Texto selecionado:
Como a formação acadêmica pode melhor atender às demandas das empresas e da sociedade?

Assunto foi refletido em evento on-line realizado pela Associação de Dirigentes Cristãos de Empresa de São Paulo

Centro Universitario FEI

“Desafios sob uma perspectiva de futuro. A academia está preparando os jovens para as demandas das empresas?” foi o tema de um café da manhã virtual promovido, na quinta-feira, 19, pela Associação de Dirigentes Cristãos de Empresa de São Paulo (ADCE-SP), com uma palestra do Prof. Dr. Gustavo Henrique Bolognesi Donato, reitor e presidente do Conselho do Centro Universitário FEI, mantido pela Fundação Educacional Inaciana. 

Inicialmente, Donato destacou que, perante o crescimento das novas tecnologias e de inovações como a robótica e a inteligência artificial (IA), as pessoas e organizações têm vivenciado um permanente processo de reaprendizado. 

“Estamos saindo de um mundo linear e experimentando um mundo exponencial, de intensa transformação, o que nos faz aprender a conviver com disrupções severas e o crescimento de tecnologias. Os mercados são novos, os problemas também e as soluções precisam ser novas. Há estimativas de que os problemas a resolver em 2030, bem como as oportunidades profissionais, serão em mais de 75% diferentes das que temos hoje. Assim, os modelos de negócio precisam ser questionados e se reinventar, as pessoas e as maneiras de desenvolvê-las igualmente, e o modo como lidamos com pesquisas, desenvolvimento e inovação também”, destacou. 

PANORAMA PREOCUPANTE 

Donato apontou que tanto as empresas quanto as instituições de ensino superior precisam entender melhor este momento de transformação e trabalhar em conjunto para a formação de pessoas bem preparadas tanto no domínio das tecnologias quanto nas questões de humanidades. 

Engenheiro mecânico de formação, docente do Centro Universitário FEI há 14 anos e autor de mais de 140 artigos, capítulos de livros e patentes, Donato alertou para as defasagens no “capital humano” no Brasil. “Vejam as dicotomias: somos o 11º país em investimento per capita em Educação, mas se olharmos a escala do Pisa [Programa Internacional de Avaliação de Estudantes], referente à formação em leitura, matemática, ciências, estamos na posição 68. É péssimo!”, enfatizou, destacando que isso também reverbera no ensino superior e, por consequência, na formação de pessoas que irão lidar com inovação e tecnologia. 

MUDANÇA DE MENTALIDADE 

Donato indicou que as instituições de ensino e as empresas devem ter nova mentalidade quanto à formação dos futuros profissionais.

Entradas de apontamento de objetos rotulados:

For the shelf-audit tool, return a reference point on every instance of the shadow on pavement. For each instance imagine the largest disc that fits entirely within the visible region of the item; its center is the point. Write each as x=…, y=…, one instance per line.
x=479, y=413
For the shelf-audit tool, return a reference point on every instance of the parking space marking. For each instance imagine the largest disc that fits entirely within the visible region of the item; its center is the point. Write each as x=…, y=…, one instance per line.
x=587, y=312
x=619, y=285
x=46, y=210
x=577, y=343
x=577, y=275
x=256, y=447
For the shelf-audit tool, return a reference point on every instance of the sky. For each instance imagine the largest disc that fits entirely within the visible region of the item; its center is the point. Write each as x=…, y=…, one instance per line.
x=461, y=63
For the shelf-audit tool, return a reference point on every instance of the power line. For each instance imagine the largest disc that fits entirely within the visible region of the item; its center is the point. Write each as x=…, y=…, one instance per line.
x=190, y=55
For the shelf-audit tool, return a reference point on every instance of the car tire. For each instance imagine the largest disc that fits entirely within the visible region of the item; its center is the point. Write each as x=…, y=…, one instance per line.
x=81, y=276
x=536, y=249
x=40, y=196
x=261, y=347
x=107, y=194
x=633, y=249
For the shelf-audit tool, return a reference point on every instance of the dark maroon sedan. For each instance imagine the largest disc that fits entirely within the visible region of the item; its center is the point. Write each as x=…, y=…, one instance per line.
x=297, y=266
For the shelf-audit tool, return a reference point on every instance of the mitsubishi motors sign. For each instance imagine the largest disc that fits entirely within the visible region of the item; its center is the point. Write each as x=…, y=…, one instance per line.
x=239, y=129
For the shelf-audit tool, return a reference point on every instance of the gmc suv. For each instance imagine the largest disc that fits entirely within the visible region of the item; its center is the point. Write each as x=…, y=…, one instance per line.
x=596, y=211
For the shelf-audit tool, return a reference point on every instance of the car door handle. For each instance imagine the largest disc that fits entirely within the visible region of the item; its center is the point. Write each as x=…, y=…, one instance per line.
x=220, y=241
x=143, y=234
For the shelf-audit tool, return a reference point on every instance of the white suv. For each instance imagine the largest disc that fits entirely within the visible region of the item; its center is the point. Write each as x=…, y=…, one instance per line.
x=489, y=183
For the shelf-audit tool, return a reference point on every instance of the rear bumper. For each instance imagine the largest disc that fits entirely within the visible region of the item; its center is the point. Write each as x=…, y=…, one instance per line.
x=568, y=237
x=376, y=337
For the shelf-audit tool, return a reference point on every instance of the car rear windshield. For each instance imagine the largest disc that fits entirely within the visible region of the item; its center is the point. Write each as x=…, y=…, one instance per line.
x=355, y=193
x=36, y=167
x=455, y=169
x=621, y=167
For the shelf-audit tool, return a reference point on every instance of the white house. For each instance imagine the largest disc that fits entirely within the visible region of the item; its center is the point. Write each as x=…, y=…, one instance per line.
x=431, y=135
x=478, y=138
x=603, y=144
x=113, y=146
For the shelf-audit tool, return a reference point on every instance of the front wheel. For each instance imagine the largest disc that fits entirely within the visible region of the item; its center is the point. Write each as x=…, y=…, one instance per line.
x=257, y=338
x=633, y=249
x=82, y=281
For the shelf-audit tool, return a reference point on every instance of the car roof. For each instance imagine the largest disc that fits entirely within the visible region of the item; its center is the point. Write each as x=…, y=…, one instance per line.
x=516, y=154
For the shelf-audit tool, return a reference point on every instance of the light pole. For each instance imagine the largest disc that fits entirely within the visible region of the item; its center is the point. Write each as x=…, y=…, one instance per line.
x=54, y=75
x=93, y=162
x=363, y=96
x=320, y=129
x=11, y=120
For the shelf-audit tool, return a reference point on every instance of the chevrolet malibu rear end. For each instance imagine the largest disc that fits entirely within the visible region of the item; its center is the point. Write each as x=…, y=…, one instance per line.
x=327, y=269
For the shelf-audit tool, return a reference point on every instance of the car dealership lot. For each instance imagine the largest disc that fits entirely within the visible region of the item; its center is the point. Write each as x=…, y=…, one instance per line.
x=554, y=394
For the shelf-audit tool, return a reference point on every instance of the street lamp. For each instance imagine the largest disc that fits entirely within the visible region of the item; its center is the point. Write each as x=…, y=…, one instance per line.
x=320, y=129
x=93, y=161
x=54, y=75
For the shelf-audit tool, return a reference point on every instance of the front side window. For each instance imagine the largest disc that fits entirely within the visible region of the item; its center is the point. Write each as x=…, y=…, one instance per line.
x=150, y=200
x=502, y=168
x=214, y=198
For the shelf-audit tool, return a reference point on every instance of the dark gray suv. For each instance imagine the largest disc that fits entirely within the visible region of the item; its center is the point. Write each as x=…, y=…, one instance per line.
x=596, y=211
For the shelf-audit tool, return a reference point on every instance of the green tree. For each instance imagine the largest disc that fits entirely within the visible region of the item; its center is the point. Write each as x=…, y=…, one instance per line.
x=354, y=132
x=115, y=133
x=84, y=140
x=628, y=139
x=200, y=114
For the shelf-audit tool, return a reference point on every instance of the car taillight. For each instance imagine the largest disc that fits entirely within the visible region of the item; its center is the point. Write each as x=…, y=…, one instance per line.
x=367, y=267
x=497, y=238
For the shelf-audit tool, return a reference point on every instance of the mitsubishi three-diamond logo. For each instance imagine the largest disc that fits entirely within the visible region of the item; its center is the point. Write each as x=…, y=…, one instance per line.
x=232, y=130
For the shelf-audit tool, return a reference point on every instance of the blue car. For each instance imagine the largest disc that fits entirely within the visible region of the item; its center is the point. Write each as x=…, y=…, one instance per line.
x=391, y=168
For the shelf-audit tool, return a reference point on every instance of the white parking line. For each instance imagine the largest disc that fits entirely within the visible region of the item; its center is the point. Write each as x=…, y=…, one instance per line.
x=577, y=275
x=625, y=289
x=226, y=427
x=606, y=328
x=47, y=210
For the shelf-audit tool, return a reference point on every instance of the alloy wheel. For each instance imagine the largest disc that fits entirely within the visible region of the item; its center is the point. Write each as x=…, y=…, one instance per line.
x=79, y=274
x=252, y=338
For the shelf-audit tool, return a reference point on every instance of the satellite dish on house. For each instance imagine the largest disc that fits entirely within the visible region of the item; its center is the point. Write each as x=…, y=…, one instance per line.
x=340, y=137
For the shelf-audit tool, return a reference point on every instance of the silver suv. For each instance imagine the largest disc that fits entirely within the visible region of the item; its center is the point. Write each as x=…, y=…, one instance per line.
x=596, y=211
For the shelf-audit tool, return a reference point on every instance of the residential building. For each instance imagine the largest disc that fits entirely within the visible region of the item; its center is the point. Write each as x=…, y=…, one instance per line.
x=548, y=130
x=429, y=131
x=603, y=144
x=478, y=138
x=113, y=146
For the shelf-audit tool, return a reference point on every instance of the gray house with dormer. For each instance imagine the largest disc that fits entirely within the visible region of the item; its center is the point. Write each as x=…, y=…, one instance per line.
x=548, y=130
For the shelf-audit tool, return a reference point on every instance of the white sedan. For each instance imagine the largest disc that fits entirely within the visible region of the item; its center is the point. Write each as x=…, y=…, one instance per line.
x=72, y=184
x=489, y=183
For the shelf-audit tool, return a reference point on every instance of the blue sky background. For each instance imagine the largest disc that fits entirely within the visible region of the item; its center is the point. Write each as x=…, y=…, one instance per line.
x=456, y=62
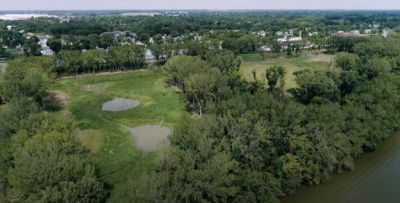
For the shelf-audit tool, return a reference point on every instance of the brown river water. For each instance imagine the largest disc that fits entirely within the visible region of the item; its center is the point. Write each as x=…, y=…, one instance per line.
x=375, y=179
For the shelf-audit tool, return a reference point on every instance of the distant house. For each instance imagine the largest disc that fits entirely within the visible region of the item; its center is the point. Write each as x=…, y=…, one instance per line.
x=265, y=48
x=43, y=40
x=148, y=55
x=47, y=52
x=354, y=32
x=290, y=40
x=261, y=33
x=340, y=33
x=134, y=35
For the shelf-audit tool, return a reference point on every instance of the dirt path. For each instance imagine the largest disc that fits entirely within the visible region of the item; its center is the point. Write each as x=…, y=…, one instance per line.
x=105, y=73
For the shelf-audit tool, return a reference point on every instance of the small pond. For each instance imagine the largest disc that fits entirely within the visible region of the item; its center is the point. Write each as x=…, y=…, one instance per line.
x=150, y=138
x=120, y=104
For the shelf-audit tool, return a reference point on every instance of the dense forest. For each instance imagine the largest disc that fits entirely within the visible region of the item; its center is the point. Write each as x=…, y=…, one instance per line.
x=250, y=141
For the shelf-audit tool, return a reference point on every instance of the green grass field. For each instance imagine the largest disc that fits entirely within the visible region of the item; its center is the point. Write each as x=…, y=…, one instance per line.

Tarefas:
1. Extraia do texto sobre formação acadêmica o trecho que começa em "Engenheiro mecânico de" e termina em "inovação e tecnologia.".
2. Das linhas com coordenadas acima, organize como tabela Markdown de colunas Nº e Conteúdo apenas as que começam na linha que contém "of the satellite" e terminam na linha que contém "x=375, y=179", incluindo ambas. Omita as linhas em branco e deixe as imagens fora da resposta.

Respostas por tarefa:
1.
Engenheiro mecânico de formação, docente do Centro Universitário FEI há 14 anos e autor de mais de 140 artigos, capítulos de livros e patentes, Donato alertou para as defasagens no “capital humano” no Brasil. “Vejam as dicotomias: somos o 11º país em investimento per capita em Educação, mas se olharmos a escala do Pisa [Programa Internacional de Avaliação de Estudantes], referente à formação em leitura, matemática, ciências, estamos na posição 68. É péssimo!”, enfatizou, destacando que isso também reverbera no ensino superior e, por consequência, na formação de pessoas que irão lidar com inovação e tecnologia.

2.
| Nº | Conteúdo |
|---|---|
| 1 | For the shelf-audit tool, return a reference point on every instance of the satellite dish on house. For each instance imagine the largest disc that fits entirely within the visible region of the item; its center is the point. Write each as x=…, y=…, one instance per line. |
| 2 | x=340, y=137 |
| 3 | For the shelf-audit tool, return a reference point on every instance of the silver suv. For each instance imagine the largest disc that fits entirely within the visible region of the item; its center is the point. Write each as x=…, y=…, one instance per line. |
| 4 | x=596, y=211 |
| 5 | For the shelf-audit tool, return a reference point on every instance of the residential building. For each instance imagine the largest disc that fits entirely within the visible region of the item; its center is the point. Write each as x=…, y=…, one instance per line. |
| 6 | x=548, y=130 |
| 7 | x=429, y=131 |
| 8 | x=603, y=144 |
| 9 | x=478, y=138 |
| 10 | x=113, y=146 |
| 11 | For the shelf-audit tool, return a reference point on every instance of the gray house with dormer. For each instance imagine the largest disc that fits entirely within the visible region of the item; its center is the point. Write each as x=…, y=…, one instance per line. |
| 12 | x=548, y=130 |
| 13 | For the shelf-audit tool, return a reference point on every instance of the white sedan. For each instance imagine the largest disc that fits entirely within the visible region of the item; its center is the point. Write each as x=…, y=…, one instance per line. |
| 14 | x=72, y=184 |
| 15 | x=489, y=183 |
| 16 | For the shelf-audit tool, return a reference point on every instance of the blue sky background. For each instance imagine the largest disc that fits entirely within the visible region of the item; its center is the point. Write each as x=…, y=…, one instance per line. |
| 17 | x=456, y=62 |
| 18 | For the shelf-audit tool, return a reference point on every instance of the brown river water. For each instance imagine the largest disc that fits entirely within the visible region of the item; its center is the point. Write each as x=…, y=…, one instance per line. |
| 19 | x=375, y=179 |